> [Passage to read]
#####

He's been dubbed a "heartless monster" – and the latest development in the case of triple murderer Chris Watts seems to attest to that.

Watts, who cold-heartedly killed his pregnant wife and their two young daughters in one of America's most chilling family murders, Googled "When to say I love you for the first time in a new relationship" less than three weeks before he killed his family at their Colorado home.

The 33-year-old was in the throes of an affair with a co-worker, named as Nichol Kessinger, 30, at the time of the murders, People reports.

He also typed in, "What do you feel when someone tells you they love you" and "How does it feel when someone says I love you". He also looked up secluded holiday spots.

His Google searches are detailed in the nearly 2 000 pages of documents released by the Weld County District Attorney's Office after Watts had pleaded guilty to murdering his wife Shanann, 34, who was 15 weeks pregnant at the time, and daughters Bella, 4, and Celeste, 3.

Prosecutors cited Watts' desire for a fresh start with his mistress as the motive behind the killings.

#####

> [Collected data]
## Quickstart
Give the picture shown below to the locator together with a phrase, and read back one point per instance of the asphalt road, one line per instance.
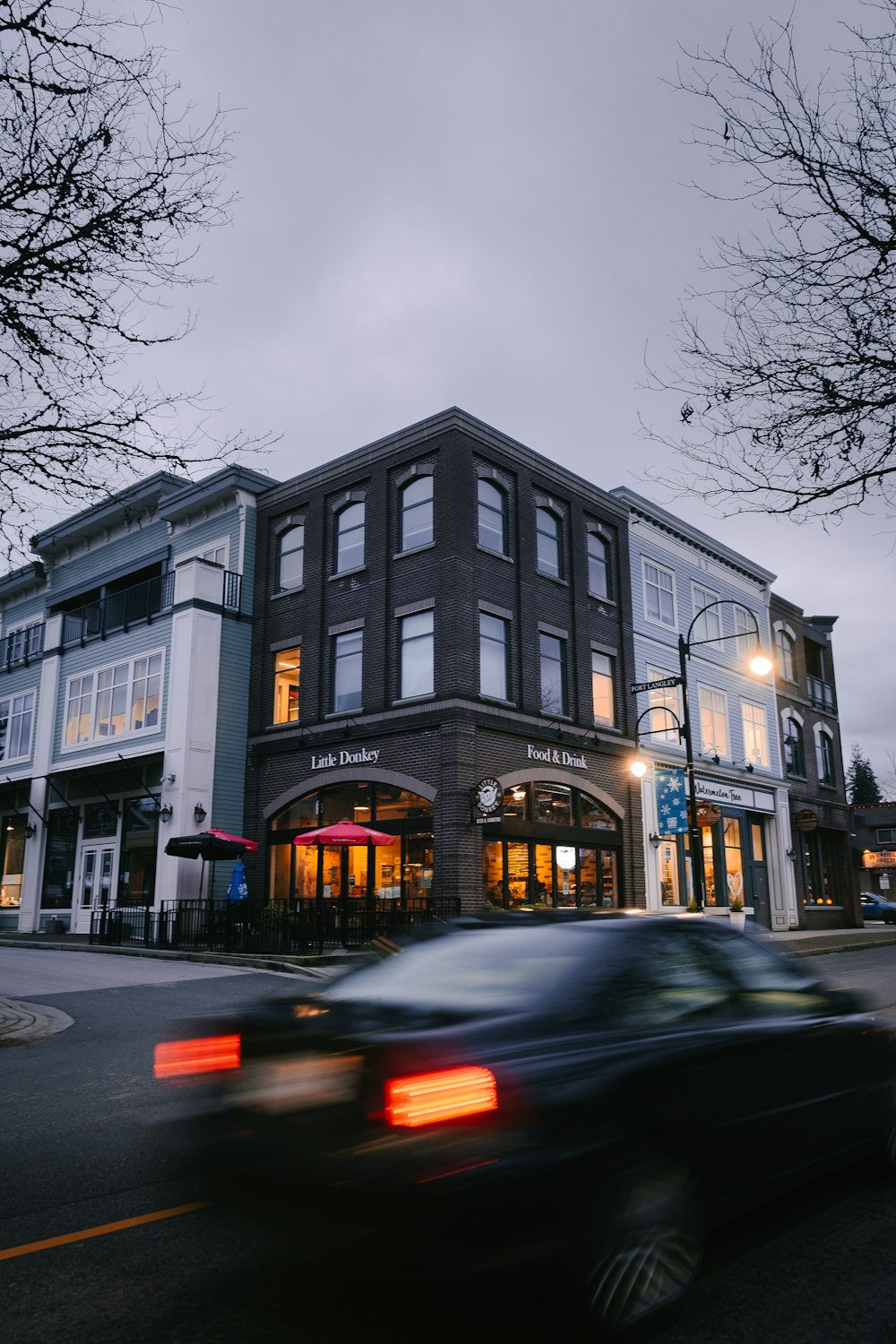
(81, 1152)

#####

> [Problems to solve]
[A] Rewrite the stretch of the Chris Watts news report from "His Google searches" through "behind the killings.", changing "mistress" to "lover".
[B] According to the Chris Watts news report, who was Watts having an affair with at the time of the murders?
[C] Write a continuation of the Chris Watts news report, picking up after its final sentence.
The material has nothing to do with the Chris Watts news report.

> [Solved tasks]
[A]
His Google searches are detailed in the nearly 2 000 pages of documents released by the Weld County District Attorney's Office after Watts had pleaded guilty to murdering his wife Shanann, 34, who was 15 weeks pregnant at the time, and daughters Bella, 4, and Celeste, 3.

Prosecutors cited Watts' desire for a fresh start with his lover as the motive behind the killings.

[B] A co-worker named as Nichol Kessinger, 30.

[C]
In yet more chilling evidence authorities released a surveillance video, taken on 13 August at 8am in a convenience store, of Watts calmly buying breakfast shortly after getting rid of his wife and daughters' bodies, Daily Mail reports.

He smothered his children at their home while they were sleeping and strangled his wife. He then dumped his children's bodies in an oil tank and buried his wife in a shallow grave in a crude oil field where he worked.

The video shows Watts, dressed in an orange T-shirt and sunglasses perched atop a cap, calmly making his purchase before strolling away from the counter. 

Co-workers described his behaviour as perfectly normal since the atrocities, prosecutors said, adding he was texting his mistress as law enforcement officials searched for his dead family members, Fox13 reports.

It appears Shanann had tried desperately to salvage their crumbling marriage in the months before the killings, sending her husband pleading messages to work on things and getting him self-help books, one of which he threw into the rubbish.

In one heart-breaking message she sent him while away on a work trip she wrote, "I realised during this trip what's missing in our relationship! lt's only one-way emotions and feelings. I can't come back like this. I need you to meet me halfway. You don't consider others at all, nor think about other's feelings."

On 19 November, Watts was sentenced to three consecutive life sentences with no possibility of parole. He avoided the death penalty after striking a deal with prosecutors.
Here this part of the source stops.